[Stored entries]
BEGIN
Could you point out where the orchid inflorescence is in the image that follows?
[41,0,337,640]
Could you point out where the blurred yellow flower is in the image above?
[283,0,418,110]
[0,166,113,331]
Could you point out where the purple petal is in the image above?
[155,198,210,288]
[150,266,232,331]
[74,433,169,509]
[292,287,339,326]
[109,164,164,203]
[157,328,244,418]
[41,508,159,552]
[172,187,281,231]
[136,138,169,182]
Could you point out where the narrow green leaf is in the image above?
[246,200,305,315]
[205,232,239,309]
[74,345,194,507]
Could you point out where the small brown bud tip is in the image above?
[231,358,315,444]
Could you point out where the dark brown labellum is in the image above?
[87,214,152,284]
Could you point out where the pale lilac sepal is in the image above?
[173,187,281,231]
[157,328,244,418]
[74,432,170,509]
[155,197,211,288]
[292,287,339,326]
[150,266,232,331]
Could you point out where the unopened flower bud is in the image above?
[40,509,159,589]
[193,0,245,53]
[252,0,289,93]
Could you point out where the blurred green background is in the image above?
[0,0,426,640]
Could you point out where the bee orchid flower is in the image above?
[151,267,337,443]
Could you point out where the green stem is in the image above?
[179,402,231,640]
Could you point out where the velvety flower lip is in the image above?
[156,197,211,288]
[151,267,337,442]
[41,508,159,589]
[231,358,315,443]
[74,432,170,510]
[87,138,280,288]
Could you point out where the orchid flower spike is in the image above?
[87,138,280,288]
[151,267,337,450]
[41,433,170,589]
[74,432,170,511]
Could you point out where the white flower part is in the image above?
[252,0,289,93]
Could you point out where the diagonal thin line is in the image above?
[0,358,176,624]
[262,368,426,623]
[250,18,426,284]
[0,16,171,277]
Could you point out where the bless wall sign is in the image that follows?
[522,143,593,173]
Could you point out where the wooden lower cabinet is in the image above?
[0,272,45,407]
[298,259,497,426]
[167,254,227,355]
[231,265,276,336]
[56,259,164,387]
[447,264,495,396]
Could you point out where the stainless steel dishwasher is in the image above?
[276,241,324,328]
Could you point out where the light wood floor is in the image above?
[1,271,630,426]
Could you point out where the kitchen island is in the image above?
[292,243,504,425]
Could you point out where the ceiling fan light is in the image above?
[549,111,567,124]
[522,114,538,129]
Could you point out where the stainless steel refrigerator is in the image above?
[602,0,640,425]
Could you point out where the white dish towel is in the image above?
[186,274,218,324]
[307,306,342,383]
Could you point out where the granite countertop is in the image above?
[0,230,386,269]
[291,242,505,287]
END
- **What is being asked**:
Convert every one of the records above into a JSON list of strings, with each line as its own string and blank lines omitted.

- **Reply to the task**:
[
  "Could you point out where the orchid inflorescence is in the image that follows?",
  "[41,0,337,640]",
  "Could you point out where the blurred yellow flower is in the image above?",
  "[283,0,418,110]",
  "[0,166,113,331]",
  "Could you point out where the purple petal is in the image above?",
  "[155,198,210,288]",
  "[150,266,232,331]",
  "[74,433,169,509]",
  "[292,287,339,326]",
  "[109,164,164,203]",
  "[157,328,244,418]",
  "[41,508,159,552]",
  "[172,187,281,231]",
  "[136,138,169,182]",
  "Could you point out where the narrow green leaf is in the image above?",
  "[246,200,305,315]",
  "[205,232,239,309]",
  "[74,345,194,507]",
  "Could you point out where the small brown bud tip is in the image above?",
  "[231,358,315,444]",
  "Could you point out where the dark brown labellum is in the image above?",
  "[87,214,152,284]",
  "Could you point out where the pale lilac sepal is in the image above?",
  "[173,187,281,231]",
  "[157,328,244,418]",
  "[74,432,170,509]",
  "[155,197,211,288]",
  "[292,287,339,326]",
  "[150,266,232,331]",
  "Could you point out where the unopened flower bud is in the image above?",
  "[40,509,159,589]",
  "[193,0,245,53]",
  "[252,0,289,93]",
  "Could you point out where the blurred green background is in the image above?",
  "[0,0,426,640]",
  "Could you point out where the bee orchid flower is in the image above?",
  "[151,267,337,443]",
  "Could you point out where the green stem is in the image above?",
  "[179,402,231,640]",
  "Could you point out where the velvety flower lip is in the image above?",
  "[156,197,211,288]",
  "[151,267,337,442]",
  "[41,508,159,589]",
  "[231,358,315,443]",
  "[74,432,170,510]",
  "[87,138,280,288]",
  "Could you point out where the orchid flower spike is in the image above?",
  "[87,138,280,288]",
  "[151,267,337,450]",
  "[41,433,170,589]",
  "[74,432,170,511]",
  "Could you point out where the white flower part is in the image above?",
  "[252,0,289,93]",
  "Could you point out where the diagonal thin line is in the image above?",
  "[0,358,176,624]",
  "[262,368,426,623]",
  "[250,18,426,284]",
  "[0,16,171,277]",
  "Could you point out where the bless wall sign is in the image that follows?",
  "[522,143,593,173]",
  "Could you point out where the wooden lower cabinet is in the image above?",
  "[0,272,45,407]",
  "[298,259,497,426]",
  "[167,254,227,355]",
  "[231,265,276,336]",
  "[56,259,164,387]",
  "[447,264,495,396]",
  "Could you point out where the stainless steel dishwasher is in the image above?",
  "[276,241,324,328]",
  "Could you point out where the light wood floor is in the image above?",
  "[1,271,630,426]",
  "Could you point out where the kitchen island is in the image above?",
  "[292,243,504,425]",
  "Could you point out where the ceiling fan light is in the image above?",
  "[549,111,567,124]",
  "[522,114,538,129]",
  "Could you point out where the stainless steel refrigerator is in the image above?",
  "[602,0,640,425]",
  "Could you point out where the white dish towel is in the image above?",
  "[186,274,218,324]",
  "[307,306,342,383]",
  "Could you point out where the granite countertop is in the image above?",
  "[0,230,386,269]",
  "[291,242,505,287]"
]